→ **Exercise**
The text of every record, exactly as given and with no pictures, should be your output.

Start of Recorded data

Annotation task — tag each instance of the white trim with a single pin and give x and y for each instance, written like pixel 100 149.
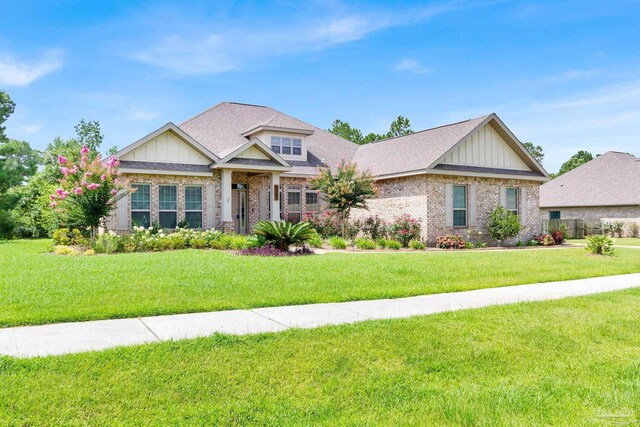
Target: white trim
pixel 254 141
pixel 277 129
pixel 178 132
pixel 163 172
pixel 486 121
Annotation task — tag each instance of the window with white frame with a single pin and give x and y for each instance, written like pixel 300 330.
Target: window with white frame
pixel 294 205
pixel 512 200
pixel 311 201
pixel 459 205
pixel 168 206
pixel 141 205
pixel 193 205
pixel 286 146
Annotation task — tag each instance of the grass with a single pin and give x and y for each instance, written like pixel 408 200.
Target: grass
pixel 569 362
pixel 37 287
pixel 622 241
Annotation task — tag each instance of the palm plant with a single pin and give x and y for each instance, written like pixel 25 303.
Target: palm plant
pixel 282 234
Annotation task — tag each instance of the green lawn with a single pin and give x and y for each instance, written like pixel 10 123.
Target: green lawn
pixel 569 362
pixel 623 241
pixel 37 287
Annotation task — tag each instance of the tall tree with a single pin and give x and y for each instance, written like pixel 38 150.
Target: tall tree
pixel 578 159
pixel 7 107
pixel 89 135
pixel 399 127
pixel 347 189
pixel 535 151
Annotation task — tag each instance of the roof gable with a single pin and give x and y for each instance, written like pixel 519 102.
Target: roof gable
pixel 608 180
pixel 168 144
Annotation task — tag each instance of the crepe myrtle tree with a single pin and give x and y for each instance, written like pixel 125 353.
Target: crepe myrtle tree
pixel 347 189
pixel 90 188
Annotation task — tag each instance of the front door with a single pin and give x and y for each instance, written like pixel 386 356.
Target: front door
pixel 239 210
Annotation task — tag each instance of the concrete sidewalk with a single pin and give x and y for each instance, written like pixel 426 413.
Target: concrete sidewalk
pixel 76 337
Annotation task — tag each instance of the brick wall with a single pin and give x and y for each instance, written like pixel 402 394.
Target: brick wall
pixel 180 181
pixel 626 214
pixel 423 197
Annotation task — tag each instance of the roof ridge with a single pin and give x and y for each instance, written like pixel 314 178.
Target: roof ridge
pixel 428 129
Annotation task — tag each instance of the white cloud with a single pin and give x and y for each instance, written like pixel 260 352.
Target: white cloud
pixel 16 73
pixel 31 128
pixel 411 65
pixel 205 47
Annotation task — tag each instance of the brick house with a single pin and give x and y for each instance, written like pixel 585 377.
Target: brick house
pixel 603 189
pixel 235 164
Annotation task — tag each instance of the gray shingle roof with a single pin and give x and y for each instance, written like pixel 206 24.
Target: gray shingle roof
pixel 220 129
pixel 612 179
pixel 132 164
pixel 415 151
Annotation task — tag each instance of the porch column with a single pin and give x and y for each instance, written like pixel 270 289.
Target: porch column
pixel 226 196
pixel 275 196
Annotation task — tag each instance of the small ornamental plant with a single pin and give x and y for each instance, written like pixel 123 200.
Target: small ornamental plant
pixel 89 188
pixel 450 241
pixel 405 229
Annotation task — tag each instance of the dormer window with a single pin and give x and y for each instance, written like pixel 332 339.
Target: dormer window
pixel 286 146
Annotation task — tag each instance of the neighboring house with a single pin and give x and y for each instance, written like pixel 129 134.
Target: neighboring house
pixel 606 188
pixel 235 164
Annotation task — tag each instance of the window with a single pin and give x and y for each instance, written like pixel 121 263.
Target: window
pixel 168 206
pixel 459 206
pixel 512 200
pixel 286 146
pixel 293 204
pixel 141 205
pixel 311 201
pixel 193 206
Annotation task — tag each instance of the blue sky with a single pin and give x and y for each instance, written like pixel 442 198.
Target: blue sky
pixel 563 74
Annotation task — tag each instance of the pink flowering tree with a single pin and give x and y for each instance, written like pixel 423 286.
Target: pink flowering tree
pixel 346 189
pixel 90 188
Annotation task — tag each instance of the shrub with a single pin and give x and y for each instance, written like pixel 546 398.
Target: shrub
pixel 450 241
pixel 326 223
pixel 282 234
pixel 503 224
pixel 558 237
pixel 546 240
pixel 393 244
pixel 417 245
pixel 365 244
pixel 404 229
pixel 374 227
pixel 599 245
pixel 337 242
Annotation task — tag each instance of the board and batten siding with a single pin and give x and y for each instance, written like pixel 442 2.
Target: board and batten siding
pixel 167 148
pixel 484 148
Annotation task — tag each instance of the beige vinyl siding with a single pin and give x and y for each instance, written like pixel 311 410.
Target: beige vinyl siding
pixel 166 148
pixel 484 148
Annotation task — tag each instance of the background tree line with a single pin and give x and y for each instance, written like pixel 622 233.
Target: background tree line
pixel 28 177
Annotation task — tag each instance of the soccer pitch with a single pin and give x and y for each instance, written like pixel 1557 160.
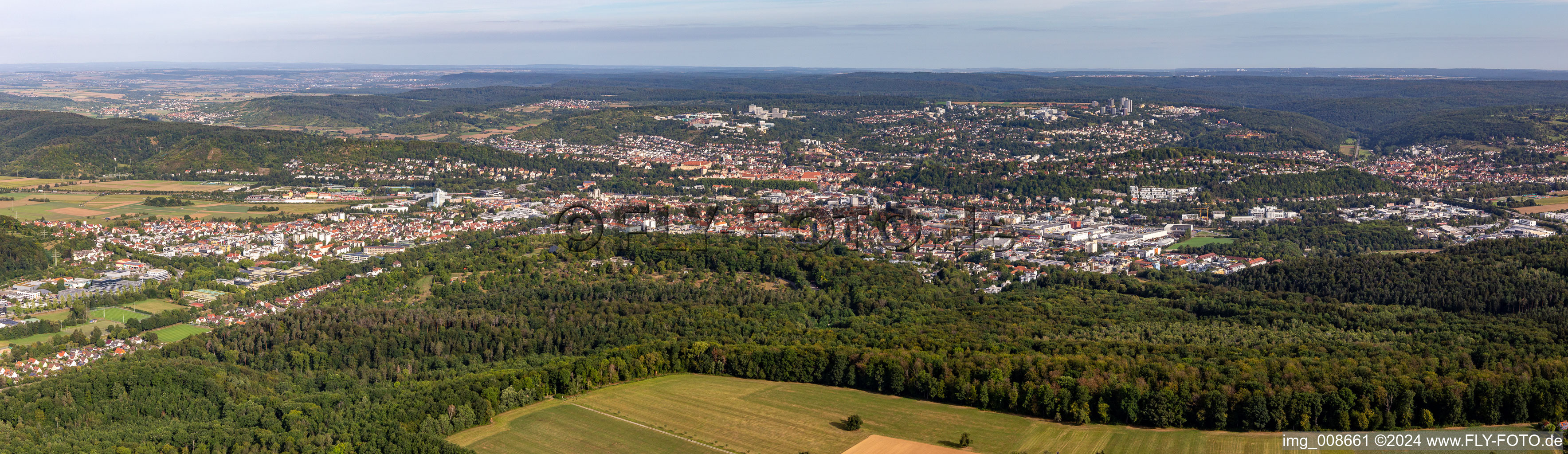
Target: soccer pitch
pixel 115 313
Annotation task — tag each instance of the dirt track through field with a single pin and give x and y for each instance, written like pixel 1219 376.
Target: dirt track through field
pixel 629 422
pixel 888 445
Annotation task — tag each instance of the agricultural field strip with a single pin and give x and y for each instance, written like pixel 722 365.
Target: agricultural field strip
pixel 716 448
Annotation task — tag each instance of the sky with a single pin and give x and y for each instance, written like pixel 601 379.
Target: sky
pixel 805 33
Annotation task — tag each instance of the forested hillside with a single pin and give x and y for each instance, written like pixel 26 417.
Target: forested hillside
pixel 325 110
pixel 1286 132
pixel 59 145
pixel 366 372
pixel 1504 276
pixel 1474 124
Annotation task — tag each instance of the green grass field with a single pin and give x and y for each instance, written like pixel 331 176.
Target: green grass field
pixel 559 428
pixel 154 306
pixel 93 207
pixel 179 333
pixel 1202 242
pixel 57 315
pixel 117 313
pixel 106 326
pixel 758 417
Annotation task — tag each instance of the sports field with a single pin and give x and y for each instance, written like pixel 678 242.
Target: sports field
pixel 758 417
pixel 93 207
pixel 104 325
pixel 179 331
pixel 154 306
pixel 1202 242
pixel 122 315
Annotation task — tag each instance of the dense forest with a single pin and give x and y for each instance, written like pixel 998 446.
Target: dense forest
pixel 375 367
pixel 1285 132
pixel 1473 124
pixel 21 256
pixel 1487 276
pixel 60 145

End of Recorded data

→ **Exercise output**
Annotation task — tag each instance of the white trim with a single pin and give x and y for each instance, written like pixel 100 149.
Target: white trim
pixel 254 141
pixel 277 129
pixel 178 132
pixel 163 172
pixel 486 121
Annotation task — tag each instance of the window with white frame with a single pin and give x and y for each instance, written like pixel 300 330.
Target: window with white frame
pixel 294 205
pixel 512 200
pixel 311 201
pixel 459 205
pixel 168 206
pixel 141 205
pixel 193 205
pixel 286 146
Annotation task — tag each instance of the grass with a single pin and give x and y for each instance, written like pixel 408 200.
Target: grass
pixel 569 362
pixel 37 287
pixel 622 241
Annotation task — tag each instance of the palm plant with a single pin and give x and y for each instance, written like pixel 25 303.
Target: palm plant
pixel 282 234
Annotation task — tag each instance of the green lawn with a single pin and give x and y for each instance, written like pixel 10 123.
Target: green lawn
pixel 569 362
pixel 623 241
pixel 37 287
Annotation task — tag each instance of the tall tree with a single pin and give x and y for each instance, written like pixel 38 150.
Target: tall tree
pixel 578 159
pixel 7 107
pixel 89 135
pixel 399 127
pixel 347 189
pixel 535 151
Annotation task — tag each instance of the roof gable with a single pin and give x and y for each instance, written like pixel 519 102.
Target: roof gable
pixel 608 180
pixel 168 144
Annotation task — tag each instance of the crepe myrtle tree with a single pin and give x and y for each instance, written like pixel 125 353.
Target: crepe myrtle tree
pixel 347 189
pixel 90 188
Annotation task — tag each instance of the front door with a single pin and give x and y for each instance, written like pixel 386 356.
Target: front door
pixel 239 210
Annotation task — tag each instance of the concrete sidewalk with a single pin and give x and y for each instance, written like pixel 426 413.
Target: concrete sidewalk
pixel 76 337
Annotation task — tag each instance of the brick wall with a single pin and give x and y for each instance, written like pixel 402 394.
Target: brick wall
pixel 180 181
pixel 626 214
pixel 423 197
Annotation task — tag each instance of the roof ridge with a single pin and give x and y for each instance, written like pixel 314 178.
Target: roof ridge
pixel 428 129
Annotation task — tag each instance of the white cloud with a single pin and give x and y for each instance, written like pixel 260 352.
Target: white cloud
pixel 16 73
pixel 31 128
pixel 411 65
pixel 205 47
Annotation task — tag each instance of the brick house with a single pin and give x and y for each instance, written like pixel 585 377.
Target: brick house
pixel 603 189
pixel 235 164
Annotation task — tag each instance of the gray shingle roof with a single pin and give x and y for each instance, written like pixel 206 24.
Target: gray shingle roof
pixel 220 129
pixel 612 179
pixel 132 164
pixel 415 151
Annotation task — tag each instance of the porch column with a single pin and give x and y for each instance, written like pixel 270 289.
Target: porch column
pixel 226 196
pixel 275 196
Annotation task — tag each instance of the small ornamental plant with a single pin and give x and y for each instance, written like pixel 123 200.
Target: small ornamental plant
pixel 89 188
pixel 450 241
pixel 405 229
Annotation task — tag each instance of the dormer window with a single pin and give x and y for each instance, written like pixel 332 339.
Target: dormer window
pixel 286 146
Annotation task — tag each instance of the neighboring house with a single pin and give x and y for each instance, written like pixel 129 134.
Target: neighboring house
pixel 606 188
pixel 235 164
Annotation task — tag each instance of the window with a single pin and give x and y for each instance, written like pixel 121 263.
Target: window
pixel 168 206
pixel 459 206
pixel 512 200
pixel 286 146
pixel 293 204
pixel 141 205
pixel 311 201
pixel 193 206
Annotation task — tag each instance of the blue sky with a single pin and give x and y for each instance, written like pixel 442 198.
Target: blue sky
pixel 563 74
Annotation task — tag each instance of the pink flowering tree with a single pin and give x and y for each instance, written like pixel 423 286.
Target: pink flowering tree
pixel 346 189
pixel 90 188
Annotation task — tag each instance of the shrub with a single pin and give x and y for each instance, written like pixel 546 398.
Target: shrub
pixel 450 241
pixel 326 223
pixel 282 234
pixel 503 224
pixel 558 237
pixel 546 240
pixel 393 244
pixel 417 245
pixel 365 244
pixel 404 229
pixel 374 227
pixel 599 245
pixel 337 242
Annotation task — tag each instance of the board and batten siding with a single pin and give x and y for each instance, written like pixel 442 2.
Target: board and batten siding
pixel 167 148
pixel 484 148
Annotation task — tag each instance of the beige vinyl siding with a single pin and give x and y for each instance, written like pixel 311 410.
Target: beige vinyl siding
pixel 166 148
pixel 484 148
Annotation task — tag each instance of the background tree line with a single pin and give x and y for each instance, written like pixel 622 233.
Target: background tree line
pixel 28 177
Annotation task — tag each instance of the soccer pitch with a single pin and give x and y for each instance, written like pixel 1557 160.
Target: soccer pitch
pixel 115 313
Annotation task — tag each instance of the dirt track through field with a single pin and give x and y for each instance, written like pixel 1219 376.
Target: dirt track through field
pixel 629 422
pixel 888 445
Annotation task — tag each instance of the agricultural field strip with a single pin and give x and y for each instance, written like pixel 722 365.
Target: agricultural field strip
pixel 716 448
Annotation task — tag each instance of the sky with a single pin and give x and y for each instance, written like pixel 601 379.
Target: sky
pixel 805 33
Annotation task — tag each instance of the forested hillside with a single pin and give x and y for each instance, written like pixel 26 417.
Target: forested hillside
pixel 325 110
pixel 1286 132
pixel 59 145
pixel 366 372
pixel 1504 276
pixel 1474 124
Annotation task — tag each instance of the green grass field with a single pin and give x and y for each instance, written like pixel 331 176.
Target: green grass field
pixel 559 428
pixel 154 306
pixel 93 207
pixel 179 333
pixel 1202 242
pixel 57 315
pixel 117 313
pixel 106 326
pixel 758 417
Annotation task — tag each instance of the sports field with a single pin and give x and y for each instance, written like pixel 678 242.
Target: sports field
pixel 758 417
pixel 93 207
pixel 104 325
pixel 179 331
pixel 154 306
pixel 1202 242
pixel 122 315
Annotation task — tag each instance of the dense forest with a single pin and give x and y for each instance, written like pixel 998 446.
Target: dense forest
pixel 375 367
pixel 1285 132
pixel 1473 124
pixel 21 256
pixel 1487 276
pixel 60 145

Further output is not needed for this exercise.